**What you will do**
Reproduce exactly the final portion of the data: every line from the one containing "for every instance of the wildflower, set" through the last line, inclusive.

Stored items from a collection
● ● ● ● ● ● ●
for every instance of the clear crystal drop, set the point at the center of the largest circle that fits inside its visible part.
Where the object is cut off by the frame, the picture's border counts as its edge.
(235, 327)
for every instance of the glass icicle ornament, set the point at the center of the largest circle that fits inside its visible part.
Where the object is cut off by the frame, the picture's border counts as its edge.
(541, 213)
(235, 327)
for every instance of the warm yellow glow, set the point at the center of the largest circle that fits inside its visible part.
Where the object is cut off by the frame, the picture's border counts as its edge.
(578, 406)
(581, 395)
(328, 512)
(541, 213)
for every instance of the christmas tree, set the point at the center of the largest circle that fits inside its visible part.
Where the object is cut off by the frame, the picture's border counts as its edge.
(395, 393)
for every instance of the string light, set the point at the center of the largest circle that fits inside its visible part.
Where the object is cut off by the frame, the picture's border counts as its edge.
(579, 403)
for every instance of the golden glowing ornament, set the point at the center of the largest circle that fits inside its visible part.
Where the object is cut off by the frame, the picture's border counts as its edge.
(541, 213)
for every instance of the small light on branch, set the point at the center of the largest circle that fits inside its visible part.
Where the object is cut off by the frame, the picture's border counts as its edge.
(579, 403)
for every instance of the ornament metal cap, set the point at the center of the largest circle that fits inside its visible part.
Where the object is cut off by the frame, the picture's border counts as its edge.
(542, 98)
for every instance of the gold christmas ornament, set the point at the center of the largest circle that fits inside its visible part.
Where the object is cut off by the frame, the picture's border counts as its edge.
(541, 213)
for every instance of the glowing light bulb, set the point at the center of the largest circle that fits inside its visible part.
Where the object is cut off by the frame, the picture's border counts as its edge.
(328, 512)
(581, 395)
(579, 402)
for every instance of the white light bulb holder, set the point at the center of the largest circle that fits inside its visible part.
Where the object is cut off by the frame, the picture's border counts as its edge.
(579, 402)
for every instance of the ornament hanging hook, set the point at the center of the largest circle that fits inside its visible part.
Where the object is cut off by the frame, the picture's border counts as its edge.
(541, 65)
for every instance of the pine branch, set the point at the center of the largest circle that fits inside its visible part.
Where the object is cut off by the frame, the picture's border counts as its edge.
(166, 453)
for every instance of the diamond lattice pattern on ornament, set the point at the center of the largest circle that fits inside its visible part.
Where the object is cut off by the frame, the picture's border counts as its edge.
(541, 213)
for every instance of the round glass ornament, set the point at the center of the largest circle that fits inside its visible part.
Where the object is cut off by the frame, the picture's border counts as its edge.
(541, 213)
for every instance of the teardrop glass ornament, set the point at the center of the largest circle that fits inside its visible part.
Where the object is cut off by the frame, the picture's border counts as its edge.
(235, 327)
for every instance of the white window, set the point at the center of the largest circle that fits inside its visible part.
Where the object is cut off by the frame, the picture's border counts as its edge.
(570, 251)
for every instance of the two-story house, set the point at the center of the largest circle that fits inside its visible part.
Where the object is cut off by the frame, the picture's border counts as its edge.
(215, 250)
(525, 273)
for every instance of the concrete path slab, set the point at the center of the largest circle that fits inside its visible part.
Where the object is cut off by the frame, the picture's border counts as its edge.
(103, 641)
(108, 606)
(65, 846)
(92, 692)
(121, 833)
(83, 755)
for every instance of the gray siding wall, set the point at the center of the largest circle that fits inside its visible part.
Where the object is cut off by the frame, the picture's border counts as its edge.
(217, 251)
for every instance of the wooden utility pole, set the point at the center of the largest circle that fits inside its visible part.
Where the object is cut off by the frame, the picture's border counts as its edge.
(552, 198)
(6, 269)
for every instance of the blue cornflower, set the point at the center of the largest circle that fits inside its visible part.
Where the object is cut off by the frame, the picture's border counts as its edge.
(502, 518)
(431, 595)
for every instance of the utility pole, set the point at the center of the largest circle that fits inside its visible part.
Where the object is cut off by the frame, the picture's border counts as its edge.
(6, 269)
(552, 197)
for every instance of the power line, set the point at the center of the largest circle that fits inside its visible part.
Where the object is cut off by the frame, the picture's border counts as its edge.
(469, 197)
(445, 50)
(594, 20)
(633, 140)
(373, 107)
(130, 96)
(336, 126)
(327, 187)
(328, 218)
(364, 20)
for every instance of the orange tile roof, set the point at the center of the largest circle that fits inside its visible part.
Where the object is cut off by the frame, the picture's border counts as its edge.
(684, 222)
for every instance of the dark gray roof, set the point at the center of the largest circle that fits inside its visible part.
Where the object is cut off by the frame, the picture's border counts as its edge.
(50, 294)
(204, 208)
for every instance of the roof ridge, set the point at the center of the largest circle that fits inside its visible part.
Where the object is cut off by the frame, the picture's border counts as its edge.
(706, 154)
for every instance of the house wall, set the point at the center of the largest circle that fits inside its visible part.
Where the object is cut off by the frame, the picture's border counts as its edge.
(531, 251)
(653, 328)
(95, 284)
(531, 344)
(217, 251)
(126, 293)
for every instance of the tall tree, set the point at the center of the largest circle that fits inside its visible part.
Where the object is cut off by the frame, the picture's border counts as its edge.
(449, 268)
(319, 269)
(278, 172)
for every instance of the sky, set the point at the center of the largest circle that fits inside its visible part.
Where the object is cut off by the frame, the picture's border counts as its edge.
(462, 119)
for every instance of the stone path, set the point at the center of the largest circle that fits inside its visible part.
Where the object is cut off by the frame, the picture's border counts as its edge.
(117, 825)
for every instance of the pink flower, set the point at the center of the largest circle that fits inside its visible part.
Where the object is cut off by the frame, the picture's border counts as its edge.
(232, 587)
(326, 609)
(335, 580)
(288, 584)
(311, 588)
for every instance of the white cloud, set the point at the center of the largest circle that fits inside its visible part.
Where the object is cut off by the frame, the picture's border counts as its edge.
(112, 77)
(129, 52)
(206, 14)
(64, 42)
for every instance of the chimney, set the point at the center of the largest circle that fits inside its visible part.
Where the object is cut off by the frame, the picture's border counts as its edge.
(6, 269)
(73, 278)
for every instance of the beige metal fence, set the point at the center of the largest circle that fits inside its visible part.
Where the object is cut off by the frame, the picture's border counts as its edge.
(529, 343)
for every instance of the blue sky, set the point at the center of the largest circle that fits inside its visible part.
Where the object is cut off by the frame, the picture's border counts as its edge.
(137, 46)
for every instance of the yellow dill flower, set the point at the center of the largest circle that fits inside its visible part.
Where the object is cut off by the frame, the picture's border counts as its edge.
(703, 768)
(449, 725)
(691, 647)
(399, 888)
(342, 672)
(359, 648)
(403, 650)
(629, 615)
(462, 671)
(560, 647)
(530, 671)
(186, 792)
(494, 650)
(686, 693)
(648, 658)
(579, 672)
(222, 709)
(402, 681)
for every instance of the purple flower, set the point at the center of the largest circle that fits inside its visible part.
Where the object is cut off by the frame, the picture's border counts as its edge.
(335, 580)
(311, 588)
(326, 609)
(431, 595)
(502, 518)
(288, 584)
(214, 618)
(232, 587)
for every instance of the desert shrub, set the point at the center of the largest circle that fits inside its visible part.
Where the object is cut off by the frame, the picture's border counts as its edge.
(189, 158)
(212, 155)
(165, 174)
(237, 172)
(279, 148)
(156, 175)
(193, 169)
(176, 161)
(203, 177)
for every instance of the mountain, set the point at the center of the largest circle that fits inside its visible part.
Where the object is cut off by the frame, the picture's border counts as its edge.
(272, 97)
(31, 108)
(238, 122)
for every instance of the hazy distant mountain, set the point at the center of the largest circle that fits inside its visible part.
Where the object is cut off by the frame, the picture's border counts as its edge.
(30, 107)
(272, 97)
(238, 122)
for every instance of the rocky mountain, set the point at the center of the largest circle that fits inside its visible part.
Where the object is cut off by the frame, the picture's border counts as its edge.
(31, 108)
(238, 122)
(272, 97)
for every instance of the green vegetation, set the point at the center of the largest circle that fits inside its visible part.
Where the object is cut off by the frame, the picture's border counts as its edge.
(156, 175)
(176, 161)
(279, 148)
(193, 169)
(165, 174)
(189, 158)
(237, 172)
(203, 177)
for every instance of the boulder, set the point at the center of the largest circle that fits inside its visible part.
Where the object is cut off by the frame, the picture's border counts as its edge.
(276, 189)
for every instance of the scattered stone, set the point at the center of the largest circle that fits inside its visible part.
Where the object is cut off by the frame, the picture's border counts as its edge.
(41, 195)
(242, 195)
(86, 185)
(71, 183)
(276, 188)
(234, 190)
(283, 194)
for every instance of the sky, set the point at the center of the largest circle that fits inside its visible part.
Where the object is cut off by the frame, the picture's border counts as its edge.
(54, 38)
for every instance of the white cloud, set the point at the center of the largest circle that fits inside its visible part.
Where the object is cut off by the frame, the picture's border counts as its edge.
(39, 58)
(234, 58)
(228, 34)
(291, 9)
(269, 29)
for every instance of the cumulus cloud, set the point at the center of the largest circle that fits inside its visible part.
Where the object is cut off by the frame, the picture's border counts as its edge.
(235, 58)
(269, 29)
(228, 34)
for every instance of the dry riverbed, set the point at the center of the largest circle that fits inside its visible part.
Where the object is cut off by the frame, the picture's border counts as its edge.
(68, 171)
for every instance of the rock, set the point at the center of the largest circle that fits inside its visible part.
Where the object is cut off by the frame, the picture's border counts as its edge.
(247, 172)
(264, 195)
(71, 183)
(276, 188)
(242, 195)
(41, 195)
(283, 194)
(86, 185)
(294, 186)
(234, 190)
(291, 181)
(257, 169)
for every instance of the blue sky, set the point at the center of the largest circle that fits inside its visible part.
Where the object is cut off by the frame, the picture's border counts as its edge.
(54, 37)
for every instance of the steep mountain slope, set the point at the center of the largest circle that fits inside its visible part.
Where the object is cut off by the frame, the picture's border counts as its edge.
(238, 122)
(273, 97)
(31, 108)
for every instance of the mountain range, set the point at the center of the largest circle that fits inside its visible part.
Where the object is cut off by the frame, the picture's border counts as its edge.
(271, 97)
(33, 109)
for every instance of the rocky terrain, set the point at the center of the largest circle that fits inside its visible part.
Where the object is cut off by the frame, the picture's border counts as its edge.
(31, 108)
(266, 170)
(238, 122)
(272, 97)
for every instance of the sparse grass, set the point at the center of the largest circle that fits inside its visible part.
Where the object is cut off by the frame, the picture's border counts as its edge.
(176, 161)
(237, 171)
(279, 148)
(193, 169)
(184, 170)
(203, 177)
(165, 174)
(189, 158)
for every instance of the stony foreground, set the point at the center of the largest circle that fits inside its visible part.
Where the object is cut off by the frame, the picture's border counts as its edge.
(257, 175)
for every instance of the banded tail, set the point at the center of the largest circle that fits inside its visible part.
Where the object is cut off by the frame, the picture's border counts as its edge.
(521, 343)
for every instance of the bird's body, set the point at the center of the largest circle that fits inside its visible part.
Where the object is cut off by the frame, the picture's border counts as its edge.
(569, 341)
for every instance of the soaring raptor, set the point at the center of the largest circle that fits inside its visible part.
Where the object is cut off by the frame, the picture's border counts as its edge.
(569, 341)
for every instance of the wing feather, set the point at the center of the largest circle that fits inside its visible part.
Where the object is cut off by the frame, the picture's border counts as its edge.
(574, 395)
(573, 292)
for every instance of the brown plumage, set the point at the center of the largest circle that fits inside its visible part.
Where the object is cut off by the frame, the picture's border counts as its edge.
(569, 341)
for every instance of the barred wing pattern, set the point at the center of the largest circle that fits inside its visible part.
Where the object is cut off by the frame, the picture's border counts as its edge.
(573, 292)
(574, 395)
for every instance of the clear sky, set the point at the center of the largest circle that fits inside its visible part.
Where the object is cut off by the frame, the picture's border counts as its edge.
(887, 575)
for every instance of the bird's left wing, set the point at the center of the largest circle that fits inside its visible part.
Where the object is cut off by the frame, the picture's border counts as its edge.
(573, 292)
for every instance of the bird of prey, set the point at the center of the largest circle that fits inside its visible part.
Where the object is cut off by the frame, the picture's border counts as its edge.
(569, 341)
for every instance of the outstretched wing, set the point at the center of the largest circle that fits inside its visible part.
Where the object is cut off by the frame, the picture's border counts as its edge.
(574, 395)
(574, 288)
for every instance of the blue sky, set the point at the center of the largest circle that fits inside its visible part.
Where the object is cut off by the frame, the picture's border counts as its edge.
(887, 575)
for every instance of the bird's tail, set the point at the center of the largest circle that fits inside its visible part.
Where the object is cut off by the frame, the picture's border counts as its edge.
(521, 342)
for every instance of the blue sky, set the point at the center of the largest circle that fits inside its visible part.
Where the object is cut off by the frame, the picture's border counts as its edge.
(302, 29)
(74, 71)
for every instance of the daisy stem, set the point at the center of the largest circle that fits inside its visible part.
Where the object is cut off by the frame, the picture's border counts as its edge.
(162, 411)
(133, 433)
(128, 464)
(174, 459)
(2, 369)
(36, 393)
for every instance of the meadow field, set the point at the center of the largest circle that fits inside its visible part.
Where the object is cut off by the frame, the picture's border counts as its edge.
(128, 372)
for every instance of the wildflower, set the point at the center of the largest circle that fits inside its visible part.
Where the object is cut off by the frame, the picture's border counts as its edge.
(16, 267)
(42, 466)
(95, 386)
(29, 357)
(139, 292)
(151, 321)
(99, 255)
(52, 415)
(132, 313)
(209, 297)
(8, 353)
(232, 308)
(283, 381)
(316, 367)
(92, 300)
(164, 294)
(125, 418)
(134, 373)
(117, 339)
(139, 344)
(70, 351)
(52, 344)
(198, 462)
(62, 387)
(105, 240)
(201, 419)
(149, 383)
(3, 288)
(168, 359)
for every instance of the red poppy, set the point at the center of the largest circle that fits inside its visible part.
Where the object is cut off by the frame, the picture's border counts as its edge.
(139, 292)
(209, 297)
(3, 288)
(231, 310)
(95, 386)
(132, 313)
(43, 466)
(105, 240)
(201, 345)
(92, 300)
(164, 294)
● ● ● ● ● ● ●
**The response**
for every instance of the wildflower, set the point at the center of the largest circle that fits inside its visible part.
Where the object is cut off by the frame, the picture's border counts as its edge.
(16, 267)
(42, 466)
(95, 386)
(29, 357)
(139, 292)
(151, 321)
(99, 255)
(52, 415)
(132, 313)
(209, 297)
(8, 353)
(232, 308)
(283, 381)
(316, 367)
(92, 300)
(164, 294)
(125, 418)
(134, 373)
(117, 339)
(139, 344)
(70, 351)
(52, 344)
(198, 462)
(62, 387)
(105, 240)
(201, 419)
(149, 383)
(3, 288)
(168, 359)
for every instance of the red poppy, set the point at the center of the largest circle that fits inside its visible part.
Where the object is cut off by the frame, the picture's border counts as its edge.
(139, 292)
(209, 297)
(3, 288)
(231, 310)
(95, 386)
(132, 313)
(43, 466)
(105, 240)
(201, 345)
(92, 300)
(164, 294)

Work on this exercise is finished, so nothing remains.